* START Items *

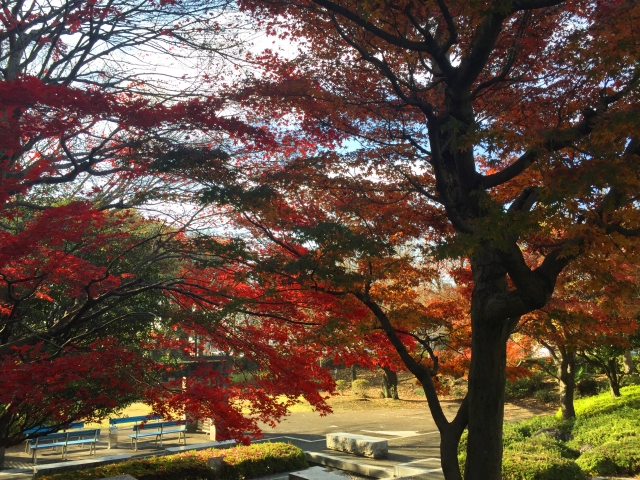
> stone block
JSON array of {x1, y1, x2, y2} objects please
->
[
  {"x1": 327, "y1": 432, "x2": 389, "y2": 458},
  {"x1": 289, "y1": 467, "x2": 345, "y2": 480}
]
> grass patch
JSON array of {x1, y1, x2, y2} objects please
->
[
  {"x1": 38, "y1": 443, "x2": 308, "y2": 480},
  {"x1": 458, "y1": 385, "x2": 640, "y2": 480}
]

* END Items *

== Instruction ==
Rewrite the lines above as a JSON list of strings, one string per line, leaving out blank lines and the picture.

== Final result ==
[
  "> stone block",
  "JSON array of {x1, y1, x2, y2} objects please",
  "->",
  "[",
  "  {\"x1\": 327, \"y1\": 432, \"x2\": 389, \"y2\": 458},",
  "  {\"x1\": 289, \"y1\": 467, \"x2\": 345, \"y2\": 480}",
  "]",
  "> grass patch",
  "JSON array of {x1, y1, x2, y2} objects please",
  "->",
  "[",
  "  {\"x1\": 38, \"y1\": 443, \"x2\": 308, \"y2\": 480},",
  "  {\"x1\": 458, \"y1\": 385, \"x2\": 640, \"y2\": 480}",
  "]"
]